→ Collected data entries:
★ ★ ★

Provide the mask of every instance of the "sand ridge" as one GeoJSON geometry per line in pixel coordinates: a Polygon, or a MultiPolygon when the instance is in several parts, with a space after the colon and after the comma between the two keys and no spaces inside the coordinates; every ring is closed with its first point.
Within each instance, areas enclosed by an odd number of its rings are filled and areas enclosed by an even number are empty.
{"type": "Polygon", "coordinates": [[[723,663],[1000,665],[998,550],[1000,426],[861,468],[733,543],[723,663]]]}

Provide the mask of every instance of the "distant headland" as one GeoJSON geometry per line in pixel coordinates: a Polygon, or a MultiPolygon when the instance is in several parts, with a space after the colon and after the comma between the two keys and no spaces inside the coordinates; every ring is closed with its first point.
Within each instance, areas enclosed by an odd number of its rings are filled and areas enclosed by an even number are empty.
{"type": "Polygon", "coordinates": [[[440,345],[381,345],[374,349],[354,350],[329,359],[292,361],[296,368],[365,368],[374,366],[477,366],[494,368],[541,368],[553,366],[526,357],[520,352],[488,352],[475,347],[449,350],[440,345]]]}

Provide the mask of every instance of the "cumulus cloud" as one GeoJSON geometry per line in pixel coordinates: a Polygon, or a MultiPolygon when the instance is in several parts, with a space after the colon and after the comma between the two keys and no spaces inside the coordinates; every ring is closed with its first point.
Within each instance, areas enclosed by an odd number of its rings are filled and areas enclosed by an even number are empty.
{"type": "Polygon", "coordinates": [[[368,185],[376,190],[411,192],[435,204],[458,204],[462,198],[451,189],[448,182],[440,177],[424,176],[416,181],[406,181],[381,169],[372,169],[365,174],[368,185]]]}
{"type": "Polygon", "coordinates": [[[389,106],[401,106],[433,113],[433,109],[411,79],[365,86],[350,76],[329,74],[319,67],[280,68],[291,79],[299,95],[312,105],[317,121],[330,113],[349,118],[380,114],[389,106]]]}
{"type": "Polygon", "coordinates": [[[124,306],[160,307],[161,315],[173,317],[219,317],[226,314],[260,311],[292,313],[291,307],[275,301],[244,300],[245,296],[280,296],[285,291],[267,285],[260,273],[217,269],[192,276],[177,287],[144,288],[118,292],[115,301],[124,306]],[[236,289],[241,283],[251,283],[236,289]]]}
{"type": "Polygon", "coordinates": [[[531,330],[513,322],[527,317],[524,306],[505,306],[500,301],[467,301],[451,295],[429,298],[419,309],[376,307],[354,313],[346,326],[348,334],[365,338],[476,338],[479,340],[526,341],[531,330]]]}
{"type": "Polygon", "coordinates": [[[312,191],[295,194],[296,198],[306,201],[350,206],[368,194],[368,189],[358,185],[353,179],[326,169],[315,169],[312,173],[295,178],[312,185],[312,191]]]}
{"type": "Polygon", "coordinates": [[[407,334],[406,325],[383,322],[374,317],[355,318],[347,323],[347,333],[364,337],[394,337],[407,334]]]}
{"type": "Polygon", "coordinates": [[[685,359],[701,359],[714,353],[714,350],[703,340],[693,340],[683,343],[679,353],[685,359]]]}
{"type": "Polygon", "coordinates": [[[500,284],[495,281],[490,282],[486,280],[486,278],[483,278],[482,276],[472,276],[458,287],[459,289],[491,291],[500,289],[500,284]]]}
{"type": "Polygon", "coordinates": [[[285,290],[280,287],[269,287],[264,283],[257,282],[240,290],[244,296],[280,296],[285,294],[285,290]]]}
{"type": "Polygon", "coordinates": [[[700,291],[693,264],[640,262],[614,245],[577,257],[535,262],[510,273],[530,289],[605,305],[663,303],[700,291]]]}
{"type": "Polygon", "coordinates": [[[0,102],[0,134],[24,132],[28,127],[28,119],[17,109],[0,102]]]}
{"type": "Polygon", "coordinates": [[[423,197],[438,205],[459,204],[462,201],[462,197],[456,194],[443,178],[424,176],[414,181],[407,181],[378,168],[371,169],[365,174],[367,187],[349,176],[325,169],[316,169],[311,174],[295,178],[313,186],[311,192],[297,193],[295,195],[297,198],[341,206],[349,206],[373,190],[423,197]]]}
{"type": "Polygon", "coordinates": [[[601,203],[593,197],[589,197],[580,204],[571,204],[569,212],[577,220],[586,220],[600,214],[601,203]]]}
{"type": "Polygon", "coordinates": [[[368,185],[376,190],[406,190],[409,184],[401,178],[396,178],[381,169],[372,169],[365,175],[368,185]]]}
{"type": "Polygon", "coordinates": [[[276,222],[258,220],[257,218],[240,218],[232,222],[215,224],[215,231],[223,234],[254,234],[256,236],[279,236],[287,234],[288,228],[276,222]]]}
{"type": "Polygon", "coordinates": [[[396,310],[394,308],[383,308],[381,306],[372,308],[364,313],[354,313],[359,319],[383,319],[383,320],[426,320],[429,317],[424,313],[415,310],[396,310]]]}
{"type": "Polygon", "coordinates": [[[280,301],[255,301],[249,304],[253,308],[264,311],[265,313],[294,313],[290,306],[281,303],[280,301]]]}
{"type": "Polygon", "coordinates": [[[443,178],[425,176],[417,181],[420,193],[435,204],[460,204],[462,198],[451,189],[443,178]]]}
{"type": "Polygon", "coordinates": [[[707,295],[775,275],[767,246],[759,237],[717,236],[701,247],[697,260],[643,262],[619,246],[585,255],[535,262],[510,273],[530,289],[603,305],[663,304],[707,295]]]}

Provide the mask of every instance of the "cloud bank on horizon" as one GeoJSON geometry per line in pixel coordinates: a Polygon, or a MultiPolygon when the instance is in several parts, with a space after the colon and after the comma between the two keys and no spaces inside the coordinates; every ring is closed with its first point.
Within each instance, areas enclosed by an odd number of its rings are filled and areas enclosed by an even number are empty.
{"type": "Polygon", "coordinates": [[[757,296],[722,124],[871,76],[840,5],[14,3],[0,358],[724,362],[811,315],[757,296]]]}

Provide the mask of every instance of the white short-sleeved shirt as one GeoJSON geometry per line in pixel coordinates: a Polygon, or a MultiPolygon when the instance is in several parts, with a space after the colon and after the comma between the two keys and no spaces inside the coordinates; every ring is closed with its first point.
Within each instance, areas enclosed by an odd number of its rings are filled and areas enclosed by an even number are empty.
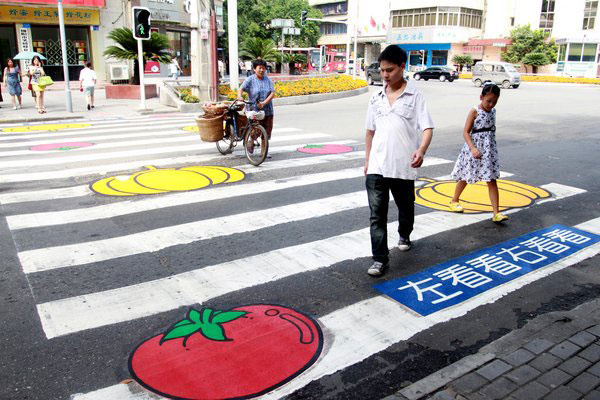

★ ★ ★

→ What the task asks:
Every entry should be returned exactly as written, minus the pictures.

→ Solution to this exercise:
Provide the mask of every instance of the "sand ridge" as one GeoJSON geometry per line in pixel coordinates: a Polygon, or a MultiPolygon when the instance is in several parts, with a space after the colon and after the comma between the two keys and no spaces inside the coordinates; every ring is closed with its first point.
Within each instance, areas enclosed by an odd number of its rings are filled and areas enclosed by an even number are empty.
{"type": "Polygon", "coordinates": [[[723,663],[1000,665],[998,550],[1000,426],[861,468],[733,543],[723,663]]]}

Provide the mask of every instance of the "distant headland" as one GeoJSON geometry per line in pixel coordinates: a Polygon, or a MultiPolygon when the instance is in several parts, with a space after the colon and after the comma between the two keys and no spaces inside the coordinates; every ring is closed with its first point.
Within each instance, areas enclosed by an odd number of its rings are filled and areas enclosed by an even number are empty.
{"type": "Polygon", "coordinates": [[[440,345],[381,345],[374,349],[354,350],[329,359],[292,361],[296,368],[365,368],[374,366],[477,366],[494,368],[541,368],[553,366],[526,357],[520,352],[488,352],[475,347],[449,350],[440,345]]]}

Provide the mask of every instance of the "cumulus cloud" as one GeoJSON geometry per line in pixel coordinates: a Polygon, or a MultiPolygon when the instance is in several parts, with a space after the colon and after the comma between the two keys and no spaces inside the coordinates; every ring is closed with its first point.
Within each instance, areas enclosed by an odd number of its rings are filled and areas enclosed by an even number are empty.
{"type": "Polygon", "coordinates": [[[368,185],[376,190],[411,192],[435,204],[458,204],[462,198],[451,189],[448,182],[440,177],[424,176],[416,181],[406,181],[381,169],[372,169],[365,174],[368,185]]]}
{"type": "Polygon", "coordinates": [[[389,106],[401,106],[433,113],[433,109],[411,79],[365,86],[350,76],[329,74],[319,67],[280,68],[291,79],[299,95],[312,105],[317,121],[330,113],[349,118],[380,114],[389,106]]]}
{"type": "Polygon", "coordinates": [[[124,306],[160,307],[161,315],[173,317],[219,317],[226,314],[260,311],[292,313],[291,307],[275,301],[244,300],[245,296],[280,296],[285,291],[267,285],[260,273],[217,269],[192,276],[177,287],[144,288],[118,292],[115,301],[124,306]],[[236,289],[241,283],[251,283],[236,289]]]}
{"type": "Polygon", "coordinates": [[[531,330],[513,322],[527,317],[524,306],[505,306],[500,301],[467,301],[451,295],[429,298],[419,309],[376,307],[354,313],[346,326],[348,334],[365,338],[476,338],[479,340],[526,341],[531,330]]]}
{"type": "Polygon", "coordinates": [[[312,191],[295,194],[296,198],[306,201],[350,206],[368,194],[368,189],[358,185],[353,179],[326,169],[315,169],[312,173],[295,178],[312,185],[312,191]]]}
{"type": "Polygon", "coordinates": [[[407,334],[406,325],[383,322],[374,317],[355,318],[347,323],[347,333],[364,337],[394,337],[407,334]]]}
{"type": "Polygon", "coordinates": [[[685,359],[701,359],[714,353],[714,350],[703,340],[693,340],[683,343],[679,353],[685,359]]]}
{"type": "Polygon", "coordinates": [[[500,284],[495,281],[490,282],[486,280],[486,278],[483,278],[482,276],[472,276],[458,287],[459,289],[491,291],[500,289],[500,284]]]}
{"type": "Polygon", "coordinates": [[[285,290],[280,287],[269,287],[264,283],[257,282],[240,290],[244,296],[280,296],[285,294],[285,290]]]}
{"type": "Polygon", "coordinates": [[[700,291],[693,264],[640,262],[614,245],[577,257],[535,262],[510,273],[530,289],[605,305],[663,303],[700,291]]]}
{"type": "Polygon", "coordinates": [[[0,102],[0,134],[24,132],[28,127],[28,119],[17,109],[0,102]]]}
{"type": "Polygon", "coordinates": [[[423,197],[438,205],[459,204],[462,201],[462,197],[456,194],[443,178],[424,176],[414,181],[407,181],[378,168],[371,169],[365,174],[367,187],[349,176],[325,169],[316,169],[311,174],[295,178],[313,186],[311,192],[297,193],[295,195],[297,198],[341,206],[349,206],[373,190],[423,197]]]}
{"type": "Polygon", "coordinates": [[[601,203],[593,197],[589,197],[580,204],[571,204],[569,212],[577,220],[586,220],[600,214],[601,203]]]}
{"type": "Polygon", "coordinates": [[[368,185],[376,190],[406,190],[409,184],[401,178],[396,178],[381,169],[372,169],[365,175],[368,185]]]}
{"type": "Polygon", "coordinates": [[[276,222],[258,220],[257,218],[240,218],[232,222],[215,224],[215,231],[223,234],[254,234],[256,236],[279,236],[287,234],[288,228],[276,222]]]}
{"type": "Polygon", "coordinates": [[[396,310],[394,308],[383,308],[381,306],[372,308],[364,313],[354,313],[359,319],[383,319],[383,320],[426,320],[429,317],[424,313],[415,310],[396,310]]]}
{"type": "Polygon", "coordinates": [[[280,301],[255,301],[249,304],[253,308],[264,311],[265,313],[294,313],[290,306],[281,303],[280,301]]]}
{"type": "Polygon", "coordinates": [[[443,178],[425,176],[417,181],[420,193],[435,204],[460,204],[462,198],[451,189],[443,178]]]}
{"type": "Polygon", "coordinates": [[[707,295],[775,275],[767,246],[759,237],[717,236],[701,247],[697,260],[643,262],[619,246],[585,255],[535,262],[510,273],[530,289],[603,305],[663,304],[707,295]]]}

Provide the mask of every instance of the "cloud bank on horizon" as one GeoJSON geometry per line in pixel coordinates: a Polygon, or a MultiPolygon when the instance is in several parts, with a space after the colon and after the comma between the two keys and no spaces inside the coordinates; every ring is closed with its first point.
Within each instance, areas enclosed by an odd number of its rings are filled and areas enclosed by an even number are empty.
{"type": "Polygon", "coordinates": [[[757,296],[722,124],[871,76],[840,5],[14,3],[0,358],[724,362],[811,315],[757,296]]]}

Provide the mask of every instance of the white short-sleeved shirt as one GeoJSON geometry per line in pixel coordinates: a Polygon, or a MultiPolygon when the instance is in several parts, with a space after the colon and after the comma between the two keys and no spaces inside the coordinates; every ring is closed with its first point.
Within each instance, areas enclosed by an odd number of its rings are filled and areas enclosed by an even number are empty.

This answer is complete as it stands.